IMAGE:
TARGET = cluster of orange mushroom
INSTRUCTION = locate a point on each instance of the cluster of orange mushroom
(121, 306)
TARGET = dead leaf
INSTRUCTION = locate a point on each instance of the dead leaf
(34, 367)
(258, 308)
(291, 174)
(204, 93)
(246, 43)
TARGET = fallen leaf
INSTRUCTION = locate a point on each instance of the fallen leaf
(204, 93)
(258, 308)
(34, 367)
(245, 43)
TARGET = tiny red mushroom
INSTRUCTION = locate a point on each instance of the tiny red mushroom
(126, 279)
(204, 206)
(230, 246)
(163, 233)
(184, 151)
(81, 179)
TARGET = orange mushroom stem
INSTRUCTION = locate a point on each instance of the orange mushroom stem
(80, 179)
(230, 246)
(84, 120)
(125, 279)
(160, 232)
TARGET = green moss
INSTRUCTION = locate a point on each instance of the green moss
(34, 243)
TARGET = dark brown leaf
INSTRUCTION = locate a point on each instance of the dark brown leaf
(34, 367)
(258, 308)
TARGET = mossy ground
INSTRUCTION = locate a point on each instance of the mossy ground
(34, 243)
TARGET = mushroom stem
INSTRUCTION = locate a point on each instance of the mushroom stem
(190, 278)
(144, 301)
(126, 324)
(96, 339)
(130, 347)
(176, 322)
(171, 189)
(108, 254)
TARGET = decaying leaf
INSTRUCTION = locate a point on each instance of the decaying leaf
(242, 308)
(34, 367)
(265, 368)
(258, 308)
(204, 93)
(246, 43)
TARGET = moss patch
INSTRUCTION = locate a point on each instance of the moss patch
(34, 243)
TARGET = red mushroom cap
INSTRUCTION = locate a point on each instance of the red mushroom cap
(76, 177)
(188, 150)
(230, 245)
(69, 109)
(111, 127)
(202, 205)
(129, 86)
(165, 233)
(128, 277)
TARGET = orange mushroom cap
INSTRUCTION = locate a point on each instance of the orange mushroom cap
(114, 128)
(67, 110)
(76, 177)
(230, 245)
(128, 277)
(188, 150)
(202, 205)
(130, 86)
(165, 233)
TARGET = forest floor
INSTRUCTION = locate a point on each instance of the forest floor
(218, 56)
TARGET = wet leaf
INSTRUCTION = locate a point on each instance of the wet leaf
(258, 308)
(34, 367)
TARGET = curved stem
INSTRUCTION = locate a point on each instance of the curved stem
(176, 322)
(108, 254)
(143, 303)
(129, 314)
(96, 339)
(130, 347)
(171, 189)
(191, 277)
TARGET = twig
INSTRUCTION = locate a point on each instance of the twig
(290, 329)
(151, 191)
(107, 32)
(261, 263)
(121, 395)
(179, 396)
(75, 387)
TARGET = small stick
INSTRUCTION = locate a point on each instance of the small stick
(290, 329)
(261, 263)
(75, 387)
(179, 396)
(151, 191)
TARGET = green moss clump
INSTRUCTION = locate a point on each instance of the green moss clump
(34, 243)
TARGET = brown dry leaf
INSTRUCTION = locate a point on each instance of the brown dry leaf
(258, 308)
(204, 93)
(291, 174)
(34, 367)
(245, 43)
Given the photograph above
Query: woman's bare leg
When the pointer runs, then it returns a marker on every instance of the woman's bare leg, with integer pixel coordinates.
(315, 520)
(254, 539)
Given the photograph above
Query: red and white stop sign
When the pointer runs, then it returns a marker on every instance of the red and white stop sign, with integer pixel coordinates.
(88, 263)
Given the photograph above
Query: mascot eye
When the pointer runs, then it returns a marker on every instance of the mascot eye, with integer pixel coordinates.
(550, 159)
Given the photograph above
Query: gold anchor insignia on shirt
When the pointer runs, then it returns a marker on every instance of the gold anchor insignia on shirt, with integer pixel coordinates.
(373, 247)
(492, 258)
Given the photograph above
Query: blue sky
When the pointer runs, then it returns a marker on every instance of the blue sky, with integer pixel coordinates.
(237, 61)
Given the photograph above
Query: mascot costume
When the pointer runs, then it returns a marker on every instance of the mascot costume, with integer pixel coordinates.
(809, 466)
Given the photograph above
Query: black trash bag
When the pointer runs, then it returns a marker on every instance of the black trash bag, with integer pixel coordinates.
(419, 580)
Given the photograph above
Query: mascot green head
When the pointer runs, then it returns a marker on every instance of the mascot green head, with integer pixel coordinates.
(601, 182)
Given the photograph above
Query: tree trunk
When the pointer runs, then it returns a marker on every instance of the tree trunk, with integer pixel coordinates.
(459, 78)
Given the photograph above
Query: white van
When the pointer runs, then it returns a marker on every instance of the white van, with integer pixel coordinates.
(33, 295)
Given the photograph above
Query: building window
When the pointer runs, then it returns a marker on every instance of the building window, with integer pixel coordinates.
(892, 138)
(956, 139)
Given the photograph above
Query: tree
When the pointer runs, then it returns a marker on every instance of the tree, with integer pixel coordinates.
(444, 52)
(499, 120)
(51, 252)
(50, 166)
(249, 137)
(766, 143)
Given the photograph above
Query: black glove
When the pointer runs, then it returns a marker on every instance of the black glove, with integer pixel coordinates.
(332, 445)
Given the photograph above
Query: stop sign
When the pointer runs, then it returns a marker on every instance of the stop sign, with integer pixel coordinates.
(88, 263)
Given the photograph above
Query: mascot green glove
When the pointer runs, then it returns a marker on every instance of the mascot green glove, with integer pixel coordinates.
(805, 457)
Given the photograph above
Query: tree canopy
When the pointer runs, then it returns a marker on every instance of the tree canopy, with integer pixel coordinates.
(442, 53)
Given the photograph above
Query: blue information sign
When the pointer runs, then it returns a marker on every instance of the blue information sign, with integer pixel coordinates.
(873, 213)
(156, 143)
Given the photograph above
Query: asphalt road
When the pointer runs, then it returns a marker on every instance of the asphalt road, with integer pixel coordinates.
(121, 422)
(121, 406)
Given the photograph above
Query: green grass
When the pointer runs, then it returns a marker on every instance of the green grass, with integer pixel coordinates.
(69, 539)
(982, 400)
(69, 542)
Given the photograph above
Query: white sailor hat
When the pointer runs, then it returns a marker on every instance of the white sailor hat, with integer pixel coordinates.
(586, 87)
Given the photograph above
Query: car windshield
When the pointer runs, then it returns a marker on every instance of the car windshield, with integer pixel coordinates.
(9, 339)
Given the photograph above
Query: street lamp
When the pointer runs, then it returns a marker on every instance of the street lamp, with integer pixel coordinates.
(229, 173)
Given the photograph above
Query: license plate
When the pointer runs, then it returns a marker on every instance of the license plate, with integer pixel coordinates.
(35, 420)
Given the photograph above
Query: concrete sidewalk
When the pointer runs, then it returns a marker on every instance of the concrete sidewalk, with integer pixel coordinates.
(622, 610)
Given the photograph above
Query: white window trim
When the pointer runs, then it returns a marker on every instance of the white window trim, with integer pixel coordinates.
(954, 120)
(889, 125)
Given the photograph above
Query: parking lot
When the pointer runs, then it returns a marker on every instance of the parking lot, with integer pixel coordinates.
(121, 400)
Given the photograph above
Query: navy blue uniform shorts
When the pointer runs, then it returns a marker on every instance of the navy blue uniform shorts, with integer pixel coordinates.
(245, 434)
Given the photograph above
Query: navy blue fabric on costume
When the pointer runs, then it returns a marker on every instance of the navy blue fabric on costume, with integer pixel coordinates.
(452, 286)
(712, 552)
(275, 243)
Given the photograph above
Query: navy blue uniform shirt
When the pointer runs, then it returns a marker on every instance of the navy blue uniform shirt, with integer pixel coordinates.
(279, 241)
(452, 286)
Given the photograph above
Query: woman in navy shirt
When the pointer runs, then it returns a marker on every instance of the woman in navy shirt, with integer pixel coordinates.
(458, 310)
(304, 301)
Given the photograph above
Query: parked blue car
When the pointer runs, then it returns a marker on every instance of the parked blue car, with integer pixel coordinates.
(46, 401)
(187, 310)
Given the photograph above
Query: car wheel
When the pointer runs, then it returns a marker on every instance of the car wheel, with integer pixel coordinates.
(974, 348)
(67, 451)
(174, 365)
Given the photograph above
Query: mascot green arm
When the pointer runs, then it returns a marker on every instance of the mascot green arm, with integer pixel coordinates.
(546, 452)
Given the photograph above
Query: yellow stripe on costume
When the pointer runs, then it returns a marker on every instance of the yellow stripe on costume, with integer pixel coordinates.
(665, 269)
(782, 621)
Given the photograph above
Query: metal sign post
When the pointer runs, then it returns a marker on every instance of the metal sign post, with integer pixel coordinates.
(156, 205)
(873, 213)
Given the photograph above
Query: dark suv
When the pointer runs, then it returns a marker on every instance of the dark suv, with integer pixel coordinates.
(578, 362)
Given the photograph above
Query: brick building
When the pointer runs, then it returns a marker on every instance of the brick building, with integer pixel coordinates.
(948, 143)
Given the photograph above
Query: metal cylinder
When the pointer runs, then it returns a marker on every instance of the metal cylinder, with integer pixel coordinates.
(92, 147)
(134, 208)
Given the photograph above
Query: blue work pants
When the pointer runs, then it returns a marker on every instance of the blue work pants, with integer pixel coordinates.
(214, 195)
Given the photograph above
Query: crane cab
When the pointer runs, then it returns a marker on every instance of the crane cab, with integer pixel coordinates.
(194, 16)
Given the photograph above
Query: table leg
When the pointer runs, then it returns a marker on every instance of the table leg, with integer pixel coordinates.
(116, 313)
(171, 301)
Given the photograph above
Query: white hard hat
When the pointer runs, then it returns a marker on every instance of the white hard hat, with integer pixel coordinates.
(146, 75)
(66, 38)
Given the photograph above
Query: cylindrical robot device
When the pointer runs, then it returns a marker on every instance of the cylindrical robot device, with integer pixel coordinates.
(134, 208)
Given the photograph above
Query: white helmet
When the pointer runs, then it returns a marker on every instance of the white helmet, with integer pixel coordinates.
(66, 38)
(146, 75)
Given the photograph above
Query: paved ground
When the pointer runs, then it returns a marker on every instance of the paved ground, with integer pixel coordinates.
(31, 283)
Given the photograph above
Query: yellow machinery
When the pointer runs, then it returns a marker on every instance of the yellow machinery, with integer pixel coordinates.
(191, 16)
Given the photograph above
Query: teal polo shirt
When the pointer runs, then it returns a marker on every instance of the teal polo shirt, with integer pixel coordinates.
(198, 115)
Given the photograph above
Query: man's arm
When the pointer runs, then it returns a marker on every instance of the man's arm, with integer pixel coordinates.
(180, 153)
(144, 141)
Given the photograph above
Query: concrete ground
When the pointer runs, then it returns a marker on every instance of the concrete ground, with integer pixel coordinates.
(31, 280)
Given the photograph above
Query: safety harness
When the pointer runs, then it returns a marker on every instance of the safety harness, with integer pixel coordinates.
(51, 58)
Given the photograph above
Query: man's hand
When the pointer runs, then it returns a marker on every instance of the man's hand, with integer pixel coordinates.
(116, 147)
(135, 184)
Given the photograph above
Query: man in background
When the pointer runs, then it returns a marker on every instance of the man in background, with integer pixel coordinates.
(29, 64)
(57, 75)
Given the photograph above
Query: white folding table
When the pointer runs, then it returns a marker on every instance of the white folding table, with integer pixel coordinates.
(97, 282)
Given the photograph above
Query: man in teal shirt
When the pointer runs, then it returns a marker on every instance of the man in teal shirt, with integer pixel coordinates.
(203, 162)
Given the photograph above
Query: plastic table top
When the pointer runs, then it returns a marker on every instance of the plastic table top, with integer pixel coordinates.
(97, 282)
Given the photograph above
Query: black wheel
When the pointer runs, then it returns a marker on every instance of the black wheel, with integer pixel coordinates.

**REQUIRED ACTION**
Proceeding from the line containing "Query: mascot eye" through the line containing "Query: building window", transcribe the lines above exactly, both end lines included.

**EXERCISE SOLUTION**
Query: mascot eye
When the pointer runs, then it returns a marker on every instance of the mascot eye, with integer pixel coordinates.
(550, 159)
Given the photograph above
Query: gold anchor insignia on shirt
When the pointer runs, then it returns a marker on every instance of the gold anchor insignia on shirt, with integer pixel coordinates.
(373, 247)
(492, 258)
Given the photograph above
Query: blue sky
When the pointer runs, then it returns a marker on every instance of the blue sky, with integer pixel coordinates.
(237, 61)
Given the photograph above
Query: mascot costume
When the pointer runs, then it returns a marker on every instance of the mascot costume, with integer pixel coordinates.
(809, 466)
Given the photograph above
Query: black trash bag
When the pointer runs, then it returns a marker on every instance of the black trash bag, with integer pixel coordinates.
(419, 580)
Given the photograph above
Query: mascot green head
When the pointer runs, then it returns a marker on every instance of the mascot green head, with integer pixel coordinates.
(601, 182)
Given the photograph above
Query: tree trunk
When the pointer runs, then it returns a marker on every instance of the tree trunk, with integer pixel coordinates.
(459, 78)
Given the photograph above
Query: white van
When the pointer runs, then it returns a marker on every instance of the white van, with integer pixel coordinates.
(33, 295)
Given the photograph above
Query: building window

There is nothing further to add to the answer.